## Work to complete
Render every line of the rows below as a numbered list, skipping blank lines and leaving the pictures out.

## Excerpted data
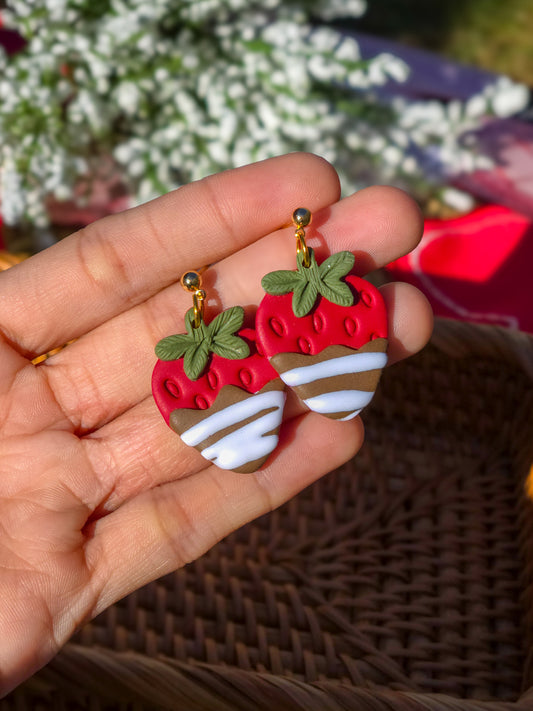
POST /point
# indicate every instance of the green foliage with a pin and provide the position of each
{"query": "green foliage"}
(196, 345)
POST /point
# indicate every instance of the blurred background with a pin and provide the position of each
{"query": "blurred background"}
(106, 104)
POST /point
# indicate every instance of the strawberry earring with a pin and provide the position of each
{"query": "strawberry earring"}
(324, 329)
(216, 390)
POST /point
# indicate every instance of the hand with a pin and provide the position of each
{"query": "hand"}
(97, 495)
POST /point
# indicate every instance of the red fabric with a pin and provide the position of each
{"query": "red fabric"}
(475, 268)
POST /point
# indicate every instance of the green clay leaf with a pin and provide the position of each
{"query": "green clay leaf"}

## Full solution
1. POST /point
2. # indicate every instance of the green foliage with a pin and provide the position of each
3. {"query": "green foliage"}
4. (196, 345)
5. POST /point
6. # indicate every instance of the blurred background with a pin and provide the position of each
7. {"query": "blurred background"}
8. (106, 104)
9. POST /point
10. # indicate every instance of the strawberry earring with a pin and provide the position of each
11. {"query": "strawberry earring"}
12. (324, 329)
13. (216, 390)
14. POST /point
15. # indicate every instance of the hand with a pin and provide the position of each
16. {"query": "hand"}
17. (97, 495)
18. POST /point
19. # indicate every instance of the red fabric with a pin and provide the position of each
20. {"query": "red fabric"}
21. (475, 268)
22. POST /point
23. # indicate every instance of the green clay leaf with a pin and provide the position of each
24. {"query": "green clay leaf"}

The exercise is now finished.